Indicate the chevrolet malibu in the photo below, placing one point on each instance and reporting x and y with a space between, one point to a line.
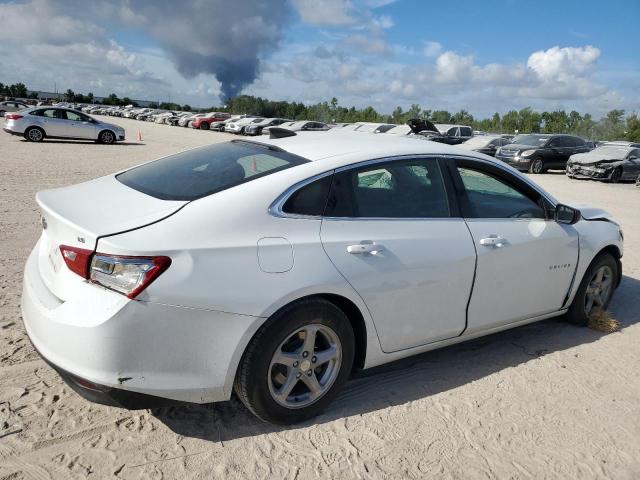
275 268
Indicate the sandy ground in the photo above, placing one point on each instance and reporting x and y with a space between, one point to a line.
544 401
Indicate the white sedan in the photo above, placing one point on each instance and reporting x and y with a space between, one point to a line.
275 268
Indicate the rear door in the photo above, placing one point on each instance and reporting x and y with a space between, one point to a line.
526 261
80 126
391 231
53 122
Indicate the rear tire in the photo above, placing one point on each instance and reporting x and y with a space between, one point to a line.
595 290
313 373
107 137
34 134
537 166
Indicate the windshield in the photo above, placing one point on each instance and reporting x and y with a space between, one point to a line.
399 130
611 152
203 171
533 140
478 142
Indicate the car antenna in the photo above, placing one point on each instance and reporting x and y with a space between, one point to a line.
276 132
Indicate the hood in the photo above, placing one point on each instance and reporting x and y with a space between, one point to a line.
591 158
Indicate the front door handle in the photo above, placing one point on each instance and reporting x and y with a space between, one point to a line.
493 241
359 248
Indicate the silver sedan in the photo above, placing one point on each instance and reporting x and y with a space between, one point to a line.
36 124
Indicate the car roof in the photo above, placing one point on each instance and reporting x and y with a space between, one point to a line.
356 147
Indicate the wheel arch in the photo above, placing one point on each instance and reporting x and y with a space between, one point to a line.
617 255
115 137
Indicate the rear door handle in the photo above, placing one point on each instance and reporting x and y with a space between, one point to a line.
493 241
359 248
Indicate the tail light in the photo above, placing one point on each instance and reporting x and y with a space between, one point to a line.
77 259
124 274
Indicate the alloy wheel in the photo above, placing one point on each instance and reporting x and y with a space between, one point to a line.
599 289
107 137
537 166
305 366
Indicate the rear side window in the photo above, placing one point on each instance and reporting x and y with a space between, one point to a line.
203 171
397 189
310 199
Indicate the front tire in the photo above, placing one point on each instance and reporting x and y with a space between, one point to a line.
537 166
34 134
297 362
596 289
107 137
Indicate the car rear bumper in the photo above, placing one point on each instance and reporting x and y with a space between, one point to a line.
132 353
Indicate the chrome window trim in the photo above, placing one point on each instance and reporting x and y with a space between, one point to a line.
275 209
508 171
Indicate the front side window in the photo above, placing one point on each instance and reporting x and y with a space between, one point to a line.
74 116
203 171
487 196
396 189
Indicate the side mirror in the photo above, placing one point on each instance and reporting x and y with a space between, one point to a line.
566 214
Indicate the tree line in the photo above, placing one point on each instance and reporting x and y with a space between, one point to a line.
615 125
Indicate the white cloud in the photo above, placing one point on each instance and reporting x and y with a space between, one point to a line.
333 13
383 21
432 49
566 62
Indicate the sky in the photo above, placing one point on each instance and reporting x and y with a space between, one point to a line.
480 56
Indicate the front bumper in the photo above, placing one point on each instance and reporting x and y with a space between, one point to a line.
133 353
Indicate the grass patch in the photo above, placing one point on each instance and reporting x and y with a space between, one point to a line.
602 321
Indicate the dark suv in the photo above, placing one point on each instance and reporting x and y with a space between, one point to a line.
538 153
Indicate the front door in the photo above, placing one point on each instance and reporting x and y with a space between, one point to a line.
526 262
389 232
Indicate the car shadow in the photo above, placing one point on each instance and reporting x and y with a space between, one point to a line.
413 378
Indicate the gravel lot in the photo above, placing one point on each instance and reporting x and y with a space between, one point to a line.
548 400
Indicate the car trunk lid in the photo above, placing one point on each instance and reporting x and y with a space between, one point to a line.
78 215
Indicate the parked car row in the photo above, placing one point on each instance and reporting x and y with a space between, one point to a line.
534 153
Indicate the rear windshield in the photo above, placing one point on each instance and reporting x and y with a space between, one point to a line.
203 171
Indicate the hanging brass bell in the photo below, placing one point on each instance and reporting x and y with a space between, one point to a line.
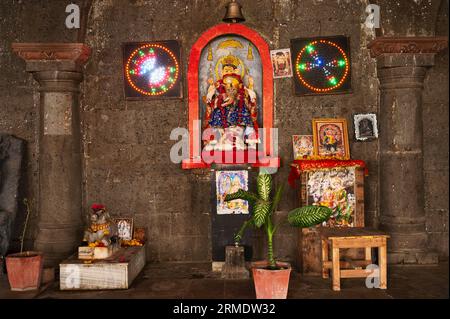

■ ■ ■ ■ ■

WORK INSTRUCTIONS »
Arrange all of the lines above as a numbered list, omitting any blank lines and leaving the pictures out.

TASK OUTPUT »
1. Indicate the chevrolet malibu in the photo below, placing one point on each instance and reporting x and y with a space between, one point to a line.
2. 275 268
3. Indicate the sandy ground in the photo above, placing one point on each instance and reporting x and y with a space between, one point to a line.
4. 544 401
5. Indicate the white sedan in the photo above, placing one point on each instance and reporting x and y with a space between, one point to a line.
6. 275 268
7. Indicate the rear door in the photo above, placing one point on each instance and reporting x and y with a space between, one point to a line.
8. 526 261
9. 80 126
10. 391 231
11. 53 122
12. Indicate the rear tire in the photo above, placing one point on each instance and reporting x and y with a space between, one point to a line.
13. 595 290
14. 313 373
15. 107 137
16. 34 134
17. 537 166
18. Indicate the windshield in the photo above, placing one point on each instance and reporting x and y with a space between, one point to a line.
19. 399 130
20. 611 152
21. 203 171
22. 533 140
23. 478 142
24. Indicate the car antenna in the photo above, placing one point on each instance and reporting x and y with a space between, one point to a line.
25. 276 132
26. Indicate the hood in the photo above, placing one point on each instance and reporting x and y with a space between, one point to a line.
27. 591 158
28. Indicate the front door handle in the photo above, placing one point on each instance and reporting x and y with a space between, one point to a line.
29. 493 241
30. 359 248
31. Indicate the silver sedan in the photo above, placing one point on each instance and reporting x and y with a space between, one point to a line.
32. 36 124
33. Indicate the car roof in the photo above, placing one point on each instance and reporting x and y with a space between, one point to a line.
34. 356 147
35. Indicate the wheel arch in the photo above, placing one point on each instance and reporting x and y with a space between, one point to a line.
36. 617 255
37. 115 137
38. Indicate the rear door handle in the photo above, placing one point on each instance and reporting x and y with a space between, one point to a line.
39. 493 241
40. 359 248
41. Indicate the tail light in the photo above, placing one point on each instance and reporting x and y with a space between, one point to a line.
42. 77 259
43. 124 274
44. Indicate the alloy wheel in the photo above, placing one point on each instance and reporting x and y with a space between, one point to a line.
45. 599 289
46. 107 137
47. 537 166
48. 305 366
49. Indicate the rear side window in the photo above, placing one point on each instance and reporting x and y with a space between, one point to a line.
50. 203 171
51. 397 189
52. 310 199
53. Indicate the front tire in the photo above, placing one point on each instance and reporting x and y with a space between, one point to a line.
54. 537 166
55. 34 134
56. 297 362
57. 596 289
58. 107 137
59. Indicate the car rear bumper in the photo above, placing one point on each instance and reporting x and y with a space between, one point to a line.
60. 132 353
61. Indicate the chrome window trim in the photo above, placing one point on each instance and reporting x and y with a space between, one point to a line.
62. 275 209
63. 508 171
64. Indicate the front side window in the photo above, placing one point on each instance and reporting x and y with a space between, one point to a line.
65. 74 116
66. 203 171
67. 487 196
68. 396 189
69. Indicate the side mirror in the photo above, placing one point on each instance and reporting x and y with a space between, one point to a line.
70. 566 214
71. Indicate the tree line in the photo above, placing one point on each instance and reporting x and y with a space between, one point to a line.
72. 615 125
73. Indicate the white cloud in the photo above, placing one point on each instance and reporting x and y with a space between, one point to a line.
74. 333 13
75. 383 21
76. 432 49
77. 566 62
78. Indicate the sky in the photo above, placing one point on each instance and reporting x and y with a space between, one point to a line.
79. 480 56
80. Indicate the front bumper in the photo above, placing one point on each instance and reporting x and y with a space between, one point to a line.
81. 133 353
82. Indicate the grass patch in the photo above, placing one point on each instance and reporting x and y with a space between, one point to a line.
83. 602 321
84. Indicate the dark suv in the photo above, placing one point on each instance and reporting x and y with a space between, one point to a line.
85. 538 153
86. Indicate the front door in the photo above, placing one point on each instance and reporting x and y with a space between, one point to a line.
87. 526 262
88. 389 232
89. Indicate the car shadow in the photo above, placing one point on each instance and reporting x and y with a space between, one point to a line.
90. 413 378
91. Indicate the gravel lot in the photo above, placing one point on each instance and reporting x and y with a space between, one point to a line.
92. 548 400
93. Indicate the car trunk lid in the photo above, placing one point on each instance and reporting x and y with a space between, one point to a line.
94. 78 215
95. Indicate the parked car row in the photo above, placing one point on each instance and reporting x and y with a space between, one point to a line.
96. 534 153
97. Indicate the rear windshield in the photo above, placing one point on each instance and reporting x and y with a space between, one point to a line.
98. 203 171
99. Indicate the hanging brass bell in the photo below, placing one point on each instance and reporting x and y with a space between, one point to a line.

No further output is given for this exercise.